- What this exercise asks:
A – Please restate the part of the molasses cookie excerpt that opens with the words containing "He devours the" and closes with "pieces back together.", substituting "sprinkles" for "crumbs".
B – According to the molasses cookie excerpt, how long should rounds of dough scooped onto a baking sheet bake?

=== Text extract ===

He devours the cookie, breaks its edges into pieces, asks for more. Today, it’s easy to wipe away crumbs on the table or brush them off where our dog happily combs the floor for morsels. But holding just a drop of the world’s brokenness in our hearts every day? I’m certain we’ll need more than glossy frosting to put those pieces back together.

So I make dinner. I read books. I write. I go to work. I stand in the playground on Sunday afternoon, marveling at the warm light. I donate to a food bank. I give my old clothes to shelters. I email my senators, again. I unfold a favorite sweater to wear when the weather finally turns. I light a pine-scented candle. I try not to cry thinking about the children dying in Yemen. On any given day, a few actions can temporarily soothe us, providing some illusion of being in control of something, however small. Cookies may help.

RECIPE

Spiced Molasses Cookies With Royal Icing

Ground ginger isn’t as potent as fresh, but it still commands a distinctive presence and gives the cookies their subtle spiciness. It’s a welcome flavor alongside other seasonal favorites like cinnamon and clove. This dough makes wonderful gingerbread men, stars, or whatever shapes you’d like, but heed the flour advice and be sure your board and your rolling pin are well coated to prevent sticking. For another take that doesn’t involve rolling and cutting, scoop rounds onto a baking sheet and bake for 8 minutes. This will make for a slightly softer cookie that’s perfect for ice cream sandwiches you can keep in the freezer.

=== Records shown ===

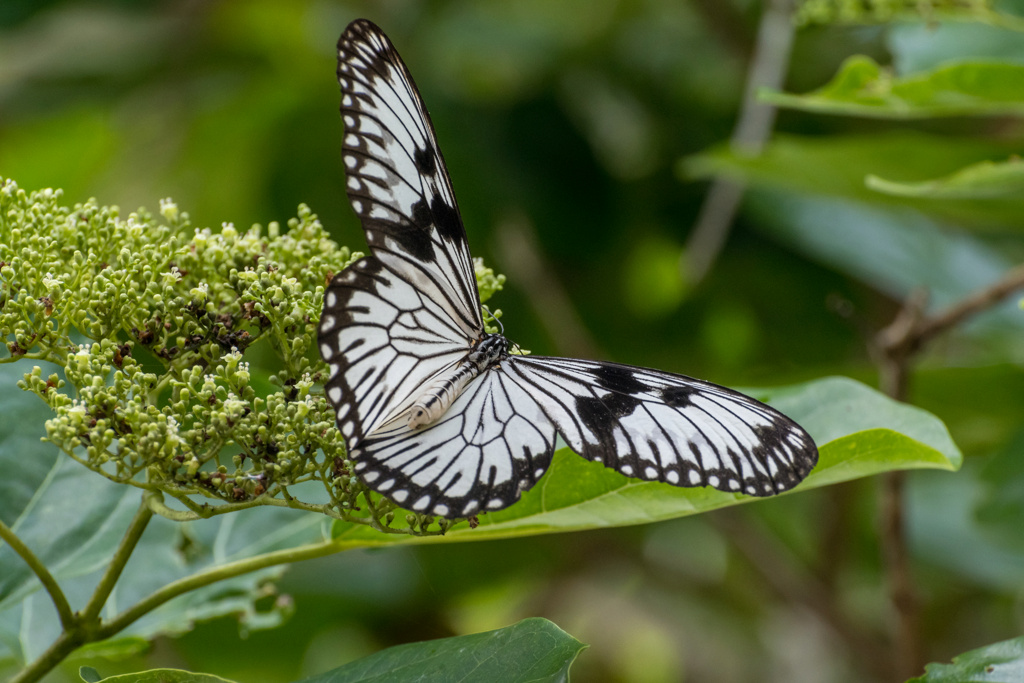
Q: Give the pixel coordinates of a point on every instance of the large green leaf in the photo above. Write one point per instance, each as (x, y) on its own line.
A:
(982, 180)
(921, 46)
(859, 432)
(999, 663)
(839, 165)
(531, 651)
(863, 88)
(74, 520)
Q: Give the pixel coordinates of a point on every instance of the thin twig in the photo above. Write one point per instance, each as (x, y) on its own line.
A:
(44, 575)
(121, 556)
(768, 68)
(795, 586)
(66, 643)
(895, 348)
(213, 575)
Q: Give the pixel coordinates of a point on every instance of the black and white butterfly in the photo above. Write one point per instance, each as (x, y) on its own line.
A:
(436, 414)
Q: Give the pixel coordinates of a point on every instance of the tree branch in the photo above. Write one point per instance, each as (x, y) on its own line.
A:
(895, 348)
(770, 61)
(44, 575)
(798, 587)
(121, 556)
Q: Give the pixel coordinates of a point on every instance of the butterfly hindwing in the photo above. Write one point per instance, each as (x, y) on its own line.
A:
(395, 175)
(665, 427)
(493, 443)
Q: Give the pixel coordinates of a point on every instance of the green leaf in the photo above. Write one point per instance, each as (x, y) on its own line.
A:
(863, 88)
(838, 165)
(920, 46)
(162, 676)
(532, 650)
(858, 430)
(999, 663)
(89, 675)
(74, 520)
(985, 179)
(893, 251)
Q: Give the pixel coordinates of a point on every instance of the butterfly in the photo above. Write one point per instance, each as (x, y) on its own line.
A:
(436, 413)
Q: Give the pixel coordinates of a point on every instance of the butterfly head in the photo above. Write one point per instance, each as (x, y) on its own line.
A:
(489, 350)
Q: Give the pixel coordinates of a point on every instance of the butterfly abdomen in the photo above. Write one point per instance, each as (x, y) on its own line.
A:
(440, 393)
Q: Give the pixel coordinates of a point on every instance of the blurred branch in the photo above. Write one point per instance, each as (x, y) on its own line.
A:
(521, 260)
(768, 68)
(785, 577)
(895, 348)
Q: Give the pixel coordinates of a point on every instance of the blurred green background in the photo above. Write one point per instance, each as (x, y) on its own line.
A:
(563, 124)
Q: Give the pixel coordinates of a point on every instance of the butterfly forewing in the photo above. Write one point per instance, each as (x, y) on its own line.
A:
(666, 427)
(494, 442)
(395, 175)
(384, 340)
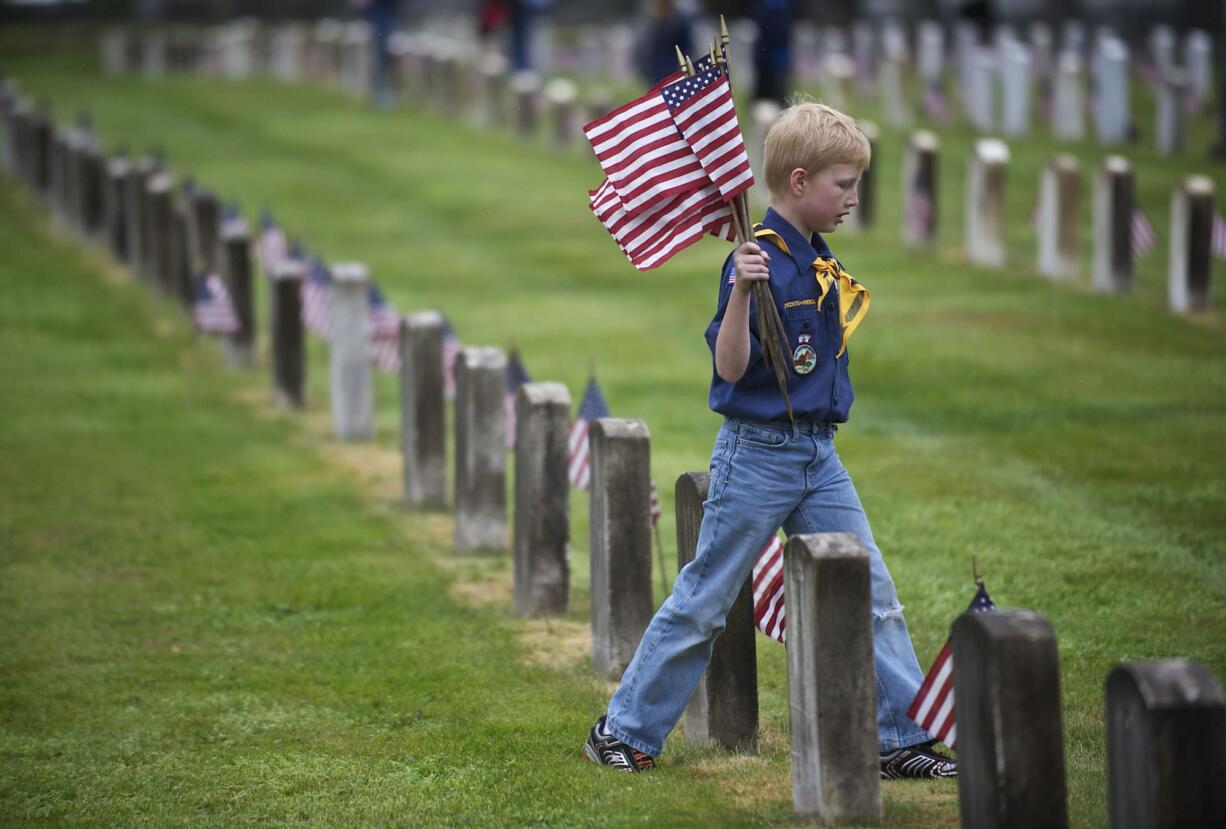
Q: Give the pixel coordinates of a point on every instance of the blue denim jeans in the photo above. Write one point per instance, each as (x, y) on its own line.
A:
(763, 476)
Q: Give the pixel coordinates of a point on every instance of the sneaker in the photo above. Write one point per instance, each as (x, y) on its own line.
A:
(917, 763)
(606, 749)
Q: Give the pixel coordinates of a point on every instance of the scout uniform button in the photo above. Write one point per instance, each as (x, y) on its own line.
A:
(804, 358)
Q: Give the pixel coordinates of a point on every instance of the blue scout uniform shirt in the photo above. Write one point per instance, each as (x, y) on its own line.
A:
(825, 393)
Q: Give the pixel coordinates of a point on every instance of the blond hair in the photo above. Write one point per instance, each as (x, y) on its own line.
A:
(810, 136)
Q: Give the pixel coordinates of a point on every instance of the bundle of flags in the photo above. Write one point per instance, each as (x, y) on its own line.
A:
(592, 407)
(673, 158)
(933, 705)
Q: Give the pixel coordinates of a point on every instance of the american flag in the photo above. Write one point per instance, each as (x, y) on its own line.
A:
(591, 407)
(212, 310)
(450, 352)
(316, 298)
(652, 237)
(704, 112)
(643, 153)
(1218, 237)
(769, 590)
(933, 706)
(272, 247)
(384, 330)
(1143, 233)
(516, 375)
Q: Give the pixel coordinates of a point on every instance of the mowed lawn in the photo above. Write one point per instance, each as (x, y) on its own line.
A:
(212, 619)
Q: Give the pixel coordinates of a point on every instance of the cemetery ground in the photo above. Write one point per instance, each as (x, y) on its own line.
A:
(217, 613)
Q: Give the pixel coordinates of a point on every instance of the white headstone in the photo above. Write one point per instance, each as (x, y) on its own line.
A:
(1198, 60)
(1068, 99)
(1015, 88)
(931, 52)
(985, 202)
(1059, 206)
(1111, 108)
(981, 104)
(1171, 112)
(1162, 48)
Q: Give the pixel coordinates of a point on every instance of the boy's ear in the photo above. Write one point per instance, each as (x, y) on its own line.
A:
(797, 179)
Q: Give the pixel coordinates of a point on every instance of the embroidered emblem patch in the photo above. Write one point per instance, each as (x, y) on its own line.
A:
(804, 358)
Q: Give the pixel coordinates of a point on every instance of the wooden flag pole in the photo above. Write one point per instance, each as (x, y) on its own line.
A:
(770, 326)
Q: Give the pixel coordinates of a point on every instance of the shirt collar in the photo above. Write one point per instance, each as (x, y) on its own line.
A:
(803, 250)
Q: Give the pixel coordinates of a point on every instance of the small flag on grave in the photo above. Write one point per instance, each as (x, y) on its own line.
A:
(591, 407)
(933, 705)
(316, 298)
(212, 310)
(384, 330)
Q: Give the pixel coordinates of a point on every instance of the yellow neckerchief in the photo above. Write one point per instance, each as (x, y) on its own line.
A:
(853, 298)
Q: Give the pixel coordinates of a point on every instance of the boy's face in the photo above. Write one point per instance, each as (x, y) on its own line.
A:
(824, 199)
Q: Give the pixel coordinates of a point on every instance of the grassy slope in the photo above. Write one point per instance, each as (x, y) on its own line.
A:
(1072, 440)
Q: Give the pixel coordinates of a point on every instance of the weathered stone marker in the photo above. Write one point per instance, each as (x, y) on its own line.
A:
(1059, 207)
(481, 450)
(288, 363)
(831, 682)
(526, 93)
(985, 202)
(542, 499)
(920, 189)
(1171, 129)
(114, 207)
(620, 541)
(205, 228)
(1166, 746)
(183, 270)
(723, 708)
(161, 210)
(134, 212)
(1068, 99)
(1192, 222)
(560, 96)
(422, 415)
(1010, 752)
(1113, 226)
(352, 389)
(236, 271)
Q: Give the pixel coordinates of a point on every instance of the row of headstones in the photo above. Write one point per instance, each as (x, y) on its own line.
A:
(1058, 218)
(1165, 720)
(1002, 82)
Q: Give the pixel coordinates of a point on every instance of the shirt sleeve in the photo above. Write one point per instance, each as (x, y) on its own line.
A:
(712, 330)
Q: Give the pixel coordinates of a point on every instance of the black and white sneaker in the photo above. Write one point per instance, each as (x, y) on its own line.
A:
(917, 763)
(606, 749)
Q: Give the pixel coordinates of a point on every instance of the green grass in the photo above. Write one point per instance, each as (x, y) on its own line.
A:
(211, 623)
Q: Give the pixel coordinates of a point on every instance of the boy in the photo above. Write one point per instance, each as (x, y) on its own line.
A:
(766, 471)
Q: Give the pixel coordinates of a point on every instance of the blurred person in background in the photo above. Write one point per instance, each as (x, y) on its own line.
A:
(668, 25)
(772, 53)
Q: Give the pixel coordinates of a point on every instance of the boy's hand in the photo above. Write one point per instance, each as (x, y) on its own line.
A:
(749, 265)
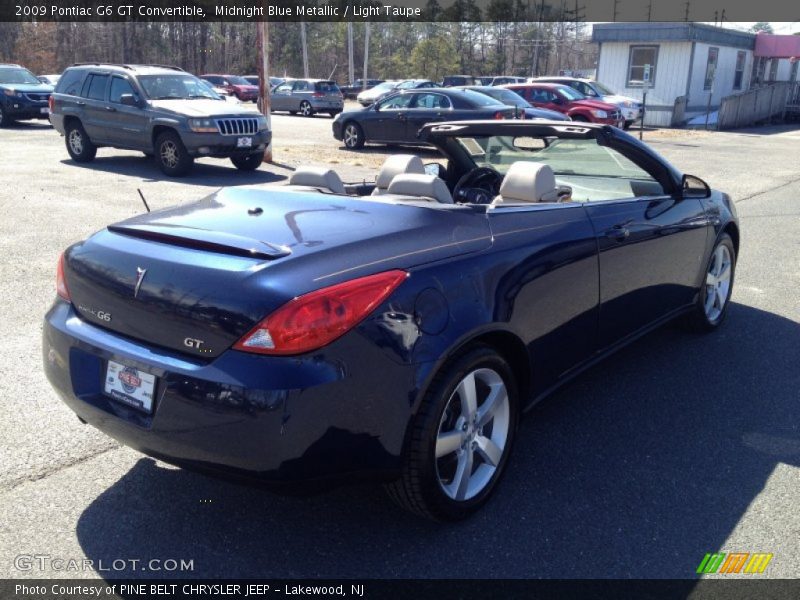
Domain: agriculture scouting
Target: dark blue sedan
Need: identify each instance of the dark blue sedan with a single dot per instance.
(392, 332)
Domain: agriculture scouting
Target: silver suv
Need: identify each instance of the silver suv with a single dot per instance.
(307, 96)
(161, 111)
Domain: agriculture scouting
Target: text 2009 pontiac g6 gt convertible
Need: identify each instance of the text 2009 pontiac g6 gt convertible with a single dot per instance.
(391, 332)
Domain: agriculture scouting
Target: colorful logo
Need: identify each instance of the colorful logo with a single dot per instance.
(129, 377)
(735, 562)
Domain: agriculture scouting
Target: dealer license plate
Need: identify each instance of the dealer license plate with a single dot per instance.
(130, 386)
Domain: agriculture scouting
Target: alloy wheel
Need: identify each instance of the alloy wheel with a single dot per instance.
(76, 141)
(718, 283)
(473, 434)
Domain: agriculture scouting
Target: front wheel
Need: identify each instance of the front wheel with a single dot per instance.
(306, 110)
(172, 156)
(713, 299)
(353, 136)
(248, 162)
(79, 146)
(460, 439)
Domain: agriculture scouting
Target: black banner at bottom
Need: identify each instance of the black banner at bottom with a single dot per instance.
(440, 589)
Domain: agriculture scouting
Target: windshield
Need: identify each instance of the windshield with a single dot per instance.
(571, 93)
(17, 75)
(593, 172)
(603, 89)
(176, 87)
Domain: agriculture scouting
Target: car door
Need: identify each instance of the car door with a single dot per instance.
(651, 246)
(93, 107)
(130, 130)
(425, 107)
(549, 294)
(280, 96)
(388, 123)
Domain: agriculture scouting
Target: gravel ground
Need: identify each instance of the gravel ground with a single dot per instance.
(677, 446)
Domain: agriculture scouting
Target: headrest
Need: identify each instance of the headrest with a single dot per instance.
(529, 182)
(396, 165)
(421, 186)
(319, 177)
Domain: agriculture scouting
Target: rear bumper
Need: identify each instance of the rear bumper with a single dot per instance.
(268, 419)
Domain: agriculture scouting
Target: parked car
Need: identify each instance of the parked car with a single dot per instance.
(460, 80)
(22, 96)
(242, 334)
(568, 101)
(358, 86)
(630, 107)
(524, 108)
(48, 79)
(161, 111)
(374, 94)
(501, 79)
(273, 81)
(235, 85)
(307, 97)
(398, 117)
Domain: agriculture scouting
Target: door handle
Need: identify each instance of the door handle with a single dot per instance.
(618, 232)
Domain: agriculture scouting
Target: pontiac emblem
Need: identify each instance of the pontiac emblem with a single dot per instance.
(140, 272)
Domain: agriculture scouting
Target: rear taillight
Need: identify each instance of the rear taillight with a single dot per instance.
(61, 283)
(316, 319)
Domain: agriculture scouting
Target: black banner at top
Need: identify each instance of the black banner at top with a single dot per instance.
(720, 11)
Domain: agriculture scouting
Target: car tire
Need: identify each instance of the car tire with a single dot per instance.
(452, 463)
(79, 146)
(353, 136)
(5, 120)
(714, 296)
(171, 155)
(248, 162)
(306, 110)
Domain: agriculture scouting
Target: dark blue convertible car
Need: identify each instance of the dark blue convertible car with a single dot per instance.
(392, 332)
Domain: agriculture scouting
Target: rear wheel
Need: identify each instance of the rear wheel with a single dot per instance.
(460, 439)
(248, 162)
(353, 136)
(713, 299)
(79, 146)
(172, 156)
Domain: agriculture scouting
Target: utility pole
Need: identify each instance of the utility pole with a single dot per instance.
(351, 72)
(366, 49)
(305, 48)
(262, 49)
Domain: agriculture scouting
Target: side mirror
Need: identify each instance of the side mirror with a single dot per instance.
(436, 169)
(694, 187)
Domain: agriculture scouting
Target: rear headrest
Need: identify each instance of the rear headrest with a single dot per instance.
(397, 165)
(529, 182)
(318, 177)
(421, 186)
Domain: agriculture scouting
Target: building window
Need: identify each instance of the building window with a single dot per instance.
(739, 73)
(773, 69)
(640, 57)
(711, 68)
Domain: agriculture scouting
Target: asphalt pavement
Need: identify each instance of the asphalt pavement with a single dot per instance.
(677, 446)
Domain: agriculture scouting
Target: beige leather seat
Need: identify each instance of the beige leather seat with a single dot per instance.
(530, 182)
(321, 178)
(396, 165)
(422, 187)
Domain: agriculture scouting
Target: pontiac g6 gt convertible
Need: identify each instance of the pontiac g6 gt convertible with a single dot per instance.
(391, 332)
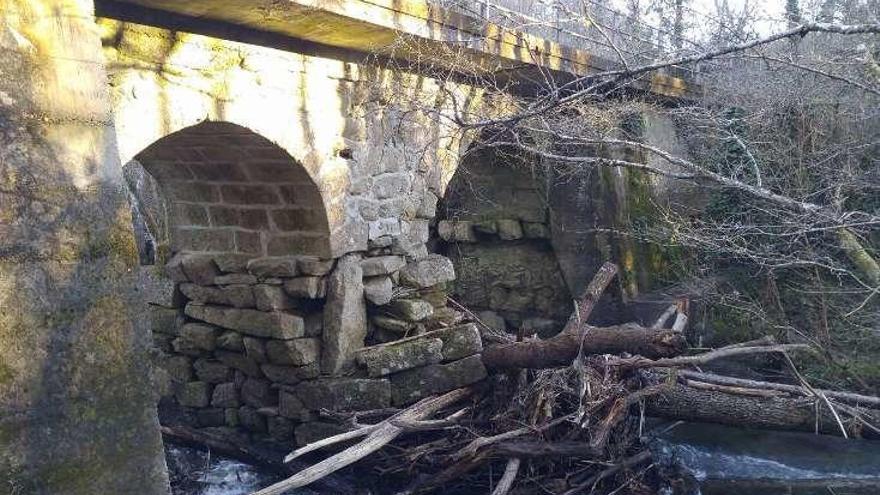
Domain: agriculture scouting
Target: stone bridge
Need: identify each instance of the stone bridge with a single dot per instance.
(296, 230)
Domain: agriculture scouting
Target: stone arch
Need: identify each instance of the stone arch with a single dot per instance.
(494, 223)
(226, 189)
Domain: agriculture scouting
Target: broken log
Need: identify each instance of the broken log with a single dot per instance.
(562, 349)
(680, 402)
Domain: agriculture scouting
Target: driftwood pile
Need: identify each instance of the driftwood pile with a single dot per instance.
(565, 415)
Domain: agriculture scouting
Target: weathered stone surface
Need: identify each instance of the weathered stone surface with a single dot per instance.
(281, 266)
(255, 349)
(164, 320)
(199, 268)
(535, 230)
(179, 368)
(411, 309)
(230, 340)
(225, 395)
(433, 270)
(212, 371)
(313, 431)
(272, 298)
(276, 325)
(239, 296)
(290, 375)
(236, 279)
(290, 406)
(296, 352)
(393, 324)
(195, 338)
(232, 262)
(280, 429)
(345, 316)
(509, 229)
(193, 394)
(344, 394)
(306, 287)
(412, 385)
(240, 362)
(251, 420)
(390, 358)
(378, 290)
(209, 417)
(382, 265)
(258, 393)
(309, 265)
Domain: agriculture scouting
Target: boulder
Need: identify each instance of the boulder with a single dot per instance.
(411, 309)
(378, 290)
(428, 272)
(345, 316)
(276, 324)
(381, 265)
(415, 384)
(296, 352)
(344, 394)
(381, 360)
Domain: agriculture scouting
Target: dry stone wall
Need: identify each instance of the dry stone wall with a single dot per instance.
(258, 346)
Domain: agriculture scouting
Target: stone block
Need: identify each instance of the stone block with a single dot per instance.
(344, 394)
(240, 362)
(290, 375)
(193, 394)
(411, 309)
(255, 349)
(306, 287)
(415, 384)
(164, 320)
(276, 324)
(382, 265)
(230, 341)
(279, 266)
(434, 269)
(225, 395)
(258, 393)
(296, 352)
(345, 316)
(235, 279)
(381, 360)
(535, 230)
(210, 371)
(378, 290)
(509, 229)
(272, 298)
(196, 338)
(313, 266)
(251, 420)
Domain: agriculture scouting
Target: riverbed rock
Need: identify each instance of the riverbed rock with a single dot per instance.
(345, 316)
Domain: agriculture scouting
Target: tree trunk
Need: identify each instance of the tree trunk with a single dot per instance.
(774, 413)
(563, 348)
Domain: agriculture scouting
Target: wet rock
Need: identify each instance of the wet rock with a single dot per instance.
(390, 358)
(344, 394)
(432, 270)
(378, 290)
(415, 384)
(277, 325)
(411, 309)
(296, 352)
(381, 265)
(345, 316)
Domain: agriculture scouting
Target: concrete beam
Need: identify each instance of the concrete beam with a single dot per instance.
(377, 26)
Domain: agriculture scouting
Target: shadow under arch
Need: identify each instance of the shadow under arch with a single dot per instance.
(226, 189)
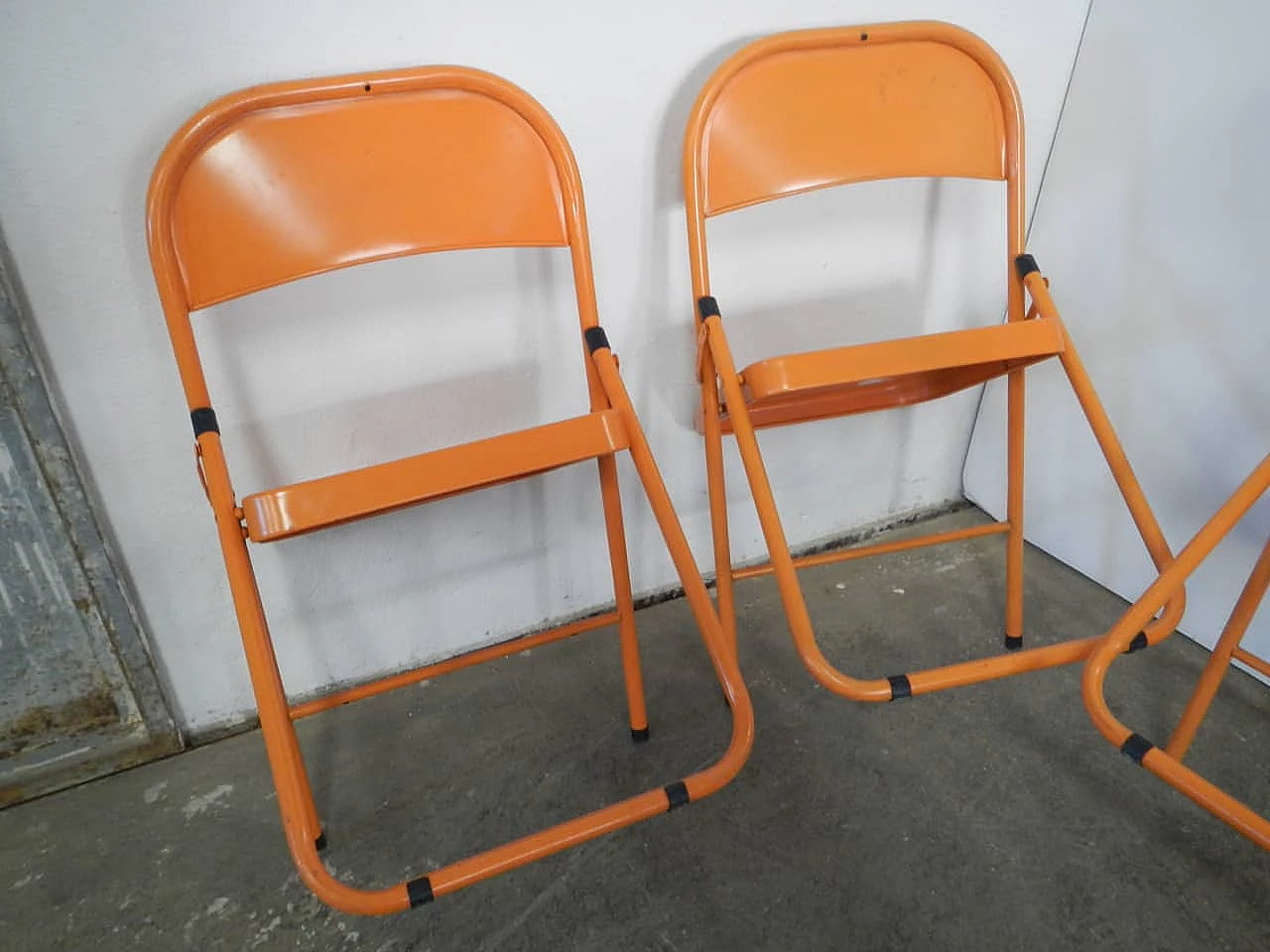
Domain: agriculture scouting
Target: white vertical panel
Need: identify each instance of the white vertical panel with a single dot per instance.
(1152, 227)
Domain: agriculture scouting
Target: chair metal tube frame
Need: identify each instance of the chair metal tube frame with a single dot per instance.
(204, 272)
(775, 173)
(1166, 762)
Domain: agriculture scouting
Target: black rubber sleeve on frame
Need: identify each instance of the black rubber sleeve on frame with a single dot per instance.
(204, 420)
(420, 892)
(677, 794)
(1135, 748)
(595, 339)
(1025, 266)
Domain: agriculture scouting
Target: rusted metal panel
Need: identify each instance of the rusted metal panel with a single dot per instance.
(77, 690)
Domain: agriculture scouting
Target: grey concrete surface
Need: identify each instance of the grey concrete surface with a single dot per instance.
(985, 817)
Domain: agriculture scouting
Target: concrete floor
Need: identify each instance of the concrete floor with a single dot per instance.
(987, 817)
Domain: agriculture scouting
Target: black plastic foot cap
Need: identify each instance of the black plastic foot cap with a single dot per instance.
(676, 794)
(1139, 642)
(420, 892)
(899, 687)
(1135, 747)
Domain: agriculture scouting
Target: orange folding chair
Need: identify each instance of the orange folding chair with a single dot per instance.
(811, 109)
(1166, 762)
(376, 167)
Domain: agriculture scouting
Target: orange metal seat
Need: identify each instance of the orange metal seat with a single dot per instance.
(847, 380)
(1166, 762)
(287, 180)
(812, 109)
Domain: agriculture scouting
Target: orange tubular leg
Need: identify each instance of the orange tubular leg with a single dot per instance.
(915, 683)
(717, 494)
(608, 489)
(1015, 445)
(1161, 762)
(778, 546)
(295, 797)
(1209, 680)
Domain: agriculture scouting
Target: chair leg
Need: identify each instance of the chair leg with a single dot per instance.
(1210, 678)
(617, 557)
(1125, 479)
(282, 748)
(778, 546)
(1015, 447)
(717, 493)
(1171, 579)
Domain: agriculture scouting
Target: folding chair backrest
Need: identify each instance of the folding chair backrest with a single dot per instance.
(811, 109)
(290, 180)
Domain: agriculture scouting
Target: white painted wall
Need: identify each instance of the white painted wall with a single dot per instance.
(1152, 229)
(358, 367)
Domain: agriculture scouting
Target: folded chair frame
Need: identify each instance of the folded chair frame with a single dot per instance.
(822, 108)
(1166, 762)
(208, 245)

===

- Solutions per task:
A –
He devours the cookie, breaks its edges into pieces, asks for more. Today, it’s easy to wipe away sprinkles on the table or brush them off where our dog happily combs the floor for morsels. But holding just a drop of the world’s brokenness in our hearts every day? I’m certain we’ll need more than glossy frosting to put those pieces back together.

B – 8 minutes.